[Stored items from a collection]

┌──

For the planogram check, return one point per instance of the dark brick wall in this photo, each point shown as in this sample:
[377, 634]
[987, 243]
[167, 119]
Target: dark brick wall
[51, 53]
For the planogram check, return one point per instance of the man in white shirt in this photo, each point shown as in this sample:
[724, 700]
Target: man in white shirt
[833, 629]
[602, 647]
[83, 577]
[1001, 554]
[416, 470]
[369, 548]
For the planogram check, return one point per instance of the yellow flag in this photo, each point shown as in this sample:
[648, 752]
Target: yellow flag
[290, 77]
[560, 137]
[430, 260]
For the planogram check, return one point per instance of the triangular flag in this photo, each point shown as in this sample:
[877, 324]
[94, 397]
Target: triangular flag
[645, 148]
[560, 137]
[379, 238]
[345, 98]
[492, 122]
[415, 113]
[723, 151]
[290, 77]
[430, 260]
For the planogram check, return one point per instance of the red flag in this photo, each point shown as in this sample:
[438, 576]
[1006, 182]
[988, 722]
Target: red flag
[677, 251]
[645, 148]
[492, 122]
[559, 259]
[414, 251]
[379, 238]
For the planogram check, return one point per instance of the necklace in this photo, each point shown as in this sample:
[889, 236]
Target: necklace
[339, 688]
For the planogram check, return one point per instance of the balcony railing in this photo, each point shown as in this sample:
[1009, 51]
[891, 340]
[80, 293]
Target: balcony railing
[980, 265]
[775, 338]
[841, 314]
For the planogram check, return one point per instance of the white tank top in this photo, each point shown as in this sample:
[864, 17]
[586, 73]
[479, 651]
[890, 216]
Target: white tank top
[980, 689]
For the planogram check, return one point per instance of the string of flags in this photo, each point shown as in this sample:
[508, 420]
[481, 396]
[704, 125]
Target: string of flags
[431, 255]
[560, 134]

└──

- _TASK REQUIREMENTS_:
Could you copy out every one of these items line for line, exactly as they appear?

- _RESULT FOR THIS EXERCISE_:
For the planogram check, return one point per instance of the dark brick wall in this photo, each point shown as in this sample:
[377, 634]
[987, 243]
[167, 119]
Target: dark brick wall
[51, 53]
For the planogram check, return one point per instance of the man in white shirt in this photo, each point shown as in this sample:
[724, 700]
Target: man in white shirt
[833, 629]
[602, 647]
[83, 577]
[1001, 554]
[416, 470]
[369, 548]
For the planogram check, return one point per instance of the yellow flag in this photo, each point shown as in this sample:
[648, 752]
Target: yellow flag
[290, 77]
[560, 137]
[430, 260]
For the planogram check, return one point per instance of the triangular flag in this photo, each point shown as in this sample:
[877, 324]
[94, 397]
Target: triangular flag
[645, 148]
[560, 137]
[379, 238]
[345, 98]
[492, 122]
[415, 113]
[723, 151]
[290, 77]
[430, 260]
For the planogram check, return one point per instance of the red flag in this photo, each point shown as in this sample:
[438, 576]
[1006, 182]
[988, 722]
Target: red flag
[677, 251]
[645, 148]
[492, 122]
[559, 259]
[414, 251]
[379, 238]
For the planogram check, return one point per instance of the necklace in this photo, each point shown as in this sample:
[889, 236]
Target: necklace
[339, 688]
For the planogram check, return one point per instance of the balcony railing in this photo, each point shown as in this sample:
[1009, 51]
[891, 340]
[80, 293]
Target: balcony railing
[980, 265]
[775, 338]
[841, 314]
For the planogram check, return one point per instance of the white tank top in this photo, each point shown as in this sample:
[864, 17]
[586, 73]
[479, 651]
[890, 216]
Target: white tank top
[980, 689]
For the planogram check, return one point per instance of the string of flags in this photo, each point shown as in this sample:
[508, 420]
[481, 396]
[704, 125]
Target: string of flags
[431, 255]
[560, 134]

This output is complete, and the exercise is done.